▸ Exercise brief
Rescale part of the records: begin at the line that has "contains green jersey." and stop after the line that has "255, 88, 404, 223", writing out only those lines. Keep the requests word for word, and multiply every box coordinate in the answers by 2.3, rounding to whole numbers with halves going up.

····················

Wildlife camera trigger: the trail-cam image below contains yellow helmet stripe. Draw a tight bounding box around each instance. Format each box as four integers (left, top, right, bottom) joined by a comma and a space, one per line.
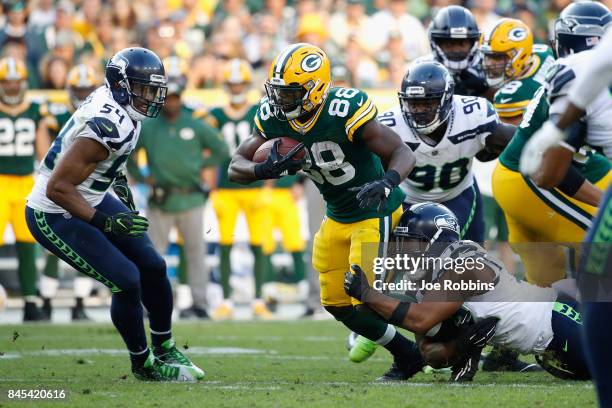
273, 43, 304, 79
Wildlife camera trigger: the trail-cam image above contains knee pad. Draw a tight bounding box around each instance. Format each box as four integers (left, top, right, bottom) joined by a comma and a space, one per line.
324, 306, 355, 322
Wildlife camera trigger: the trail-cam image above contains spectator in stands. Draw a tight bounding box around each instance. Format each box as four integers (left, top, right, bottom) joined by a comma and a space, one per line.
366, 0, 430, 60
42, 57, 70, 89
467, 0, 501, 33
329, 0, 368, 48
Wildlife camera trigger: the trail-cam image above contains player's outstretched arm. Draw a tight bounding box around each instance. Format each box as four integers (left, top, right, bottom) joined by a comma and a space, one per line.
362, 120, 416, 181
344, 265, 463, 334
476, 123, 516, 161
228, 127, 266, 184
47, 137, 108, 222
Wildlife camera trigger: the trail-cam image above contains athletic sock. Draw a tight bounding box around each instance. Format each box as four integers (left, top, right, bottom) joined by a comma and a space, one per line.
176, 245, 189, 285
15, 242, 36, 297
582, 302, 612, 407
219, 245, 232, 299
291, 251, 306, 283
43, 253, 59, 279
140, 270, 173, 346
111, 289, 147, 354
251, 245, 266, 299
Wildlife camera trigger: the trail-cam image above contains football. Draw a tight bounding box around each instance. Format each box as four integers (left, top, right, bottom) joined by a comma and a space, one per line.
253, 137, 306, 163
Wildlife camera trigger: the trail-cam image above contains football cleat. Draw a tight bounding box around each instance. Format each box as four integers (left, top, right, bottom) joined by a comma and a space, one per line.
23, 302, 49, 322
132, 353, 198, 382
251, 299, 274, 320
450, 349, 482, 382
153, 339, 204, 380
349, 333, 378, 363
212, 301, 234, 320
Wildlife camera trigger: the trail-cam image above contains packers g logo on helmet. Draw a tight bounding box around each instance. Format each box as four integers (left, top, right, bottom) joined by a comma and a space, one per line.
265, 43, 331, 120
480, 18, 533, 86
0, 57, 28, 105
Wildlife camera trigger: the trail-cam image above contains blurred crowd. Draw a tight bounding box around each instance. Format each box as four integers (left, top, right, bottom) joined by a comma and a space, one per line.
0, 0, 612, 89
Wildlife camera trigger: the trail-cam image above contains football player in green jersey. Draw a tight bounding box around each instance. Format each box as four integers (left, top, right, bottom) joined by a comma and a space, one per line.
206, 58, 272, 320
0, 57, 49, 321
40, 64, 100, 320
480, 18, 554, 125
229, 43, 426, 380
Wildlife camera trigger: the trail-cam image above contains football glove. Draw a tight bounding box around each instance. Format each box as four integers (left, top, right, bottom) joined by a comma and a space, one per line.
456, 316, 499, 354
520, 121, 565, 176
90, 210, 149, 238
254, 140, 304, 180
349, 170, 401, 212
344, 265, 372, 301
113, 174, 136, 211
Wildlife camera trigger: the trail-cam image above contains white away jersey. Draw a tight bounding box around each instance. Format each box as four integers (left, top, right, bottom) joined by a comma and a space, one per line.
27, 86, 141, 213
546, 50, 612, 159
434, 240, 557, 354
378, 95, 499, 203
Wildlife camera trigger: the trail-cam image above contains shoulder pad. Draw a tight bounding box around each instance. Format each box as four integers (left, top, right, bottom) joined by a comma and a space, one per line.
86, 116, 134, 150
545, 62, 576, 102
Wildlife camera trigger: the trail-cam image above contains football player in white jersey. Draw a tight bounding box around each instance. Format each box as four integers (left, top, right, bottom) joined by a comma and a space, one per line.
378, 62, 514, 242
349, 61, 524, 370
415, 6, 495, 97
521, 3, 612, 407
26, 48, 204, 381
345, 202, 590, 381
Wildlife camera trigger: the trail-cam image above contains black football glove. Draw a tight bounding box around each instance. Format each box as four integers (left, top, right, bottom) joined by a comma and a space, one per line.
450, 348, 482, 382
457, 317, 499, 354
113, 174, 136, 211
349, 170, 401, 212
90, 210, 149, 238
344, 265, 372, 301
255, 140, 304, 180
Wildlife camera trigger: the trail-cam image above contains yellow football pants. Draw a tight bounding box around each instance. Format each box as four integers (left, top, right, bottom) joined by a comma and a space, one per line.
312, 206, 402, 306
0, 174, 36, 245
211, 188, 271, 245
263, 188, 306, 255
493, 163, 612, 286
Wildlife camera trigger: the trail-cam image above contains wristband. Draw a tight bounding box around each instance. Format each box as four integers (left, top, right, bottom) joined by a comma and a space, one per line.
389, 302, 412, 326
385, 170, 402, 187
89, 210, 108, 231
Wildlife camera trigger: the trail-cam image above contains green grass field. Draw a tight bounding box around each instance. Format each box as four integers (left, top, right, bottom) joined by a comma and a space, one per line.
0, 321, 595, 408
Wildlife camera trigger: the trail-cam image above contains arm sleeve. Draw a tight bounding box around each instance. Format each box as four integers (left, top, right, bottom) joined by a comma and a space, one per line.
569, 30, 612, 110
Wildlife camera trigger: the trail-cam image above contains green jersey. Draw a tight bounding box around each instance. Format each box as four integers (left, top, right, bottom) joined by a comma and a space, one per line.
207, 105, 263, 188
494, 44, 555, 118
45, 103, 73, 139
128, 107, 228, 212
499, 86, 612, 183
0, 101, 44, 176
255, 88, 404, 223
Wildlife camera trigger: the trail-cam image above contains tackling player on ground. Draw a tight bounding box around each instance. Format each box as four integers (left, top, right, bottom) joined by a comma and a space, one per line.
26, 48, 204, 381
345, 202, 590, 381
229, 43, 422, 380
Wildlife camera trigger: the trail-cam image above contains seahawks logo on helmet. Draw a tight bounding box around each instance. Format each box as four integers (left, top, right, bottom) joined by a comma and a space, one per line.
108, 55, 130, 75
434, 214, 459, 235
302, 54, 323, 72
508, 27, 527, 41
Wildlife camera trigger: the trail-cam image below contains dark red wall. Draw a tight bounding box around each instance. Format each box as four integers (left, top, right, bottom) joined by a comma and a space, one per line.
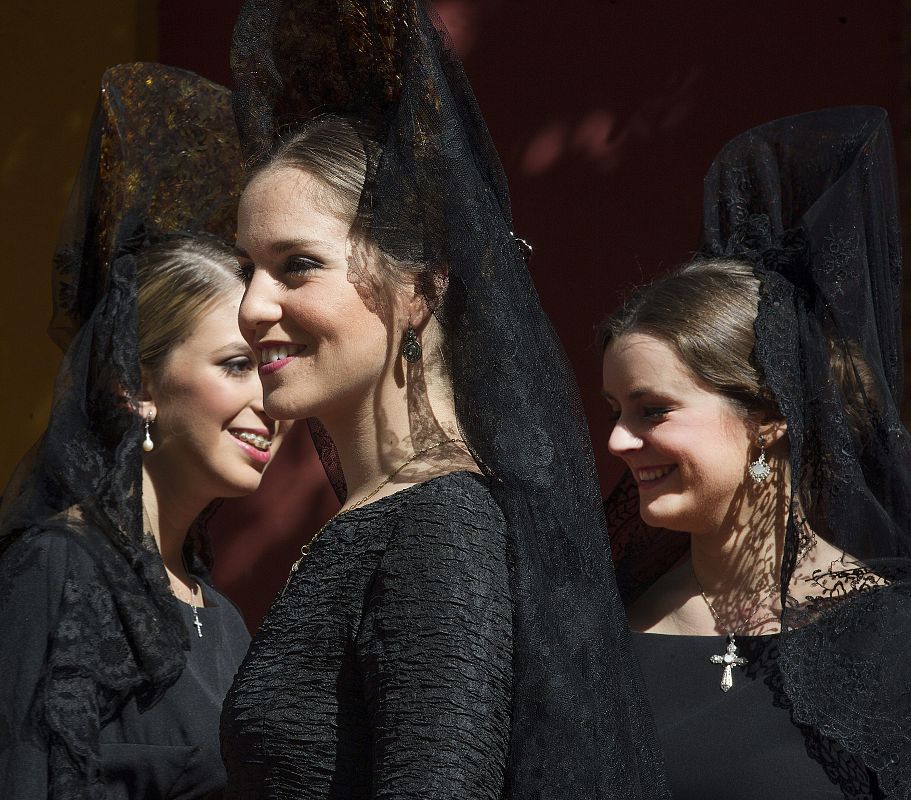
160, 0, 902, 623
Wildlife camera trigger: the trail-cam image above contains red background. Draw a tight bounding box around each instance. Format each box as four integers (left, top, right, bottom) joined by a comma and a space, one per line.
159, 0, 904, 627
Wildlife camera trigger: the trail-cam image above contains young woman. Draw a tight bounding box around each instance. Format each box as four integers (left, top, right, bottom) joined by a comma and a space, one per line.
222, 2, 661, 800
0, 64, 277, 800
602, 108, 911, 800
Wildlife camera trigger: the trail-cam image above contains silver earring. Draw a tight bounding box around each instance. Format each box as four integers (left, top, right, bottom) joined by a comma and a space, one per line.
142, 411, 155, 453
402, 325, 424, 364
747, 436, 772, 485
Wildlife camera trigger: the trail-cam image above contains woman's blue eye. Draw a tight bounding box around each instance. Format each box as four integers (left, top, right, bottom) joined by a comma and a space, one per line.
234, 264, 253, 286
285, 256, 323, 275
221, 356, 253, 376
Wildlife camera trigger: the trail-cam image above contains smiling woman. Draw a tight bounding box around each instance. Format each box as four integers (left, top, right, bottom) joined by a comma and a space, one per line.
602, 107, 911, 800
0, 64, 277, 800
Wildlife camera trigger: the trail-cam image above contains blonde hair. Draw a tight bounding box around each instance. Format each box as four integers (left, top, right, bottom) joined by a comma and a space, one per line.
136, 237, 239, 373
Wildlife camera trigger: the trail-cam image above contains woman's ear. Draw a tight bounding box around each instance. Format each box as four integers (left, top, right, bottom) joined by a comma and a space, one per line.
136, 370, 158, 422
756, 418, 788, 447
407, 268, 449, 331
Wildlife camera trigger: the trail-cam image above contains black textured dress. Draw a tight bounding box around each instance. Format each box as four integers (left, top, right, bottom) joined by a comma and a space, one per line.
633, 633, 882, 800
0, 532, 250, 800
222, 472, 512, 800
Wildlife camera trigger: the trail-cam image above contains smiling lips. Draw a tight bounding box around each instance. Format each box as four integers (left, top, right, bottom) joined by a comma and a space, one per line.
257, 342, 307, 375
635, 464, 677, 486
228, 429, 272, 464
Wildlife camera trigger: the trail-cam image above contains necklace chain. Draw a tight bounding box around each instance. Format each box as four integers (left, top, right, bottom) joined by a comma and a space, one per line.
693, 509, 816, 638
282, 438, 465, 594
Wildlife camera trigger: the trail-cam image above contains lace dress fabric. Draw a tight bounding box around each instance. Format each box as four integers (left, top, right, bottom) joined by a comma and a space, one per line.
0, 532, 250, 800
633, 633, 883, 800
222, 472, 512, 800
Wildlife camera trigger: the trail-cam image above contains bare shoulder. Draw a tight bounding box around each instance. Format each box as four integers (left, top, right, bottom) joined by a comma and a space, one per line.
626, 559, 693, 634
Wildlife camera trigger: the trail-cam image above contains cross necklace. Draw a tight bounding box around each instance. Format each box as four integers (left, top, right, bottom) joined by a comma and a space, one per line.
693, 572, 775, 692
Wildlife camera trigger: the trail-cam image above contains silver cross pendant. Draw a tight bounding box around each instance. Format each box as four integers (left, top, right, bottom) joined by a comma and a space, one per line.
710, 633, 749, 692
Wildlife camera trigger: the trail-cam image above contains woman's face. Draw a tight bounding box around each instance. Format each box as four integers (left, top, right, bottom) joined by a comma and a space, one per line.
145, 286, 277, 499
237, 167, 404, 424
603, 333, 757, 533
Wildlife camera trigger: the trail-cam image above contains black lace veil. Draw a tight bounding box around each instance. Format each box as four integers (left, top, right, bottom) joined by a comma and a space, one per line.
703, 107, 911, 797
608, 107, 911, 797
232, 0, 665, 798
0, 63, 241, 798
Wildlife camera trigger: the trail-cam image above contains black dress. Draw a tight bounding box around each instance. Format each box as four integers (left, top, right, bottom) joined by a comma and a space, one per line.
633, 632, 882, 800
222, 472, 512, 800
0, 532, 249, 800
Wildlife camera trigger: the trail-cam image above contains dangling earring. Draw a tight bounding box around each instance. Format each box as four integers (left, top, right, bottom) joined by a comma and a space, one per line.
402, 325, 424, 364
142, 411, 155, 453
747, 436, 772, 485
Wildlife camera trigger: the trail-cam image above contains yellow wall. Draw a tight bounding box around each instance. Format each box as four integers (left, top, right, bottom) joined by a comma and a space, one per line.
0, 0, 157, 484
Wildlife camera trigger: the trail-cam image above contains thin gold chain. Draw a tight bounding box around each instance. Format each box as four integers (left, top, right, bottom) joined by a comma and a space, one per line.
693, 572, 777, 636
282, 438, 465, 594
693, 509, 815, 636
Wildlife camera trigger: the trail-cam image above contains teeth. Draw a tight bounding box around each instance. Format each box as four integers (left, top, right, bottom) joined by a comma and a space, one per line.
259, 344, 304, 364
636, 466, 673, 481
231, 431, 272, 450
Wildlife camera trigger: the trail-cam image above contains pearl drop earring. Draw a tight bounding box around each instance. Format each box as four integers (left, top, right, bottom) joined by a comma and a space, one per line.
142, 411, 155, 453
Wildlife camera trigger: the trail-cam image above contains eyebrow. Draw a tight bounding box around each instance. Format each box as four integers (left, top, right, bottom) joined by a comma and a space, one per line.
269, 238, 324, 255
234, 238, 325, 261
601, 386, 664, 400
212, 340, 250, 356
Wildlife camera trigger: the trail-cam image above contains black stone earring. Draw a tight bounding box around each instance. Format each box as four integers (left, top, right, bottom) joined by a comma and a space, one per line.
402, 325, 424, 364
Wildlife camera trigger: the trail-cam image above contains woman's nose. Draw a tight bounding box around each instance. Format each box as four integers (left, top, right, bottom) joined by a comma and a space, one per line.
237, 269, 282, 343
607, 420, 642, 456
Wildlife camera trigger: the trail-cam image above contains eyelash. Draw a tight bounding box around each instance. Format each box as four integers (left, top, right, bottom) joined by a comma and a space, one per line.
234, 264, 253, 286
285, 256, 323, 275
234, 256, 323, 286
221, 356, 253, 378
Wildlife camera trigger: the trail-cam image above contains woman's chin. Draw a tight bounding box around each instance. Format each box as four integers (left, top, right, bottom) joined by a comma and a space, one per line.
263, 390, 313, 421
639, 500, 686, 531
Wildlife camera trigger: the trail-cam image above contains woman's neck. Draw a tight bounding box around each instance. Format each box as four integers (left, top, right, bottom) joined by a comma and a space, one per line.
142, 466, 208, 583
690, 487, 789, 630
321, 363, 473, 505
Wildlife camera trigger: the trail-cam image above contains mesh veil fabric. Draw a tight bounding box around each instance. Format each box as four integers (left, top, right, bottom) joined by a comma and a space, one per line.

····················

▸ Result below
Wildlife camera trigger: the trail-cam image above contains green jersey. Draw a tight bounding box around each instance. Format each box as four integers (left, top, right, bottom) joined by a comma and a space, one per line.
476, 242, 605, 432
1136, 101, 1277, 271
104, 237, 168, 320
294, 246, 524, 488
1148, 198, 1408, 421
0, 232, 101, 405
587, 202, 929, 513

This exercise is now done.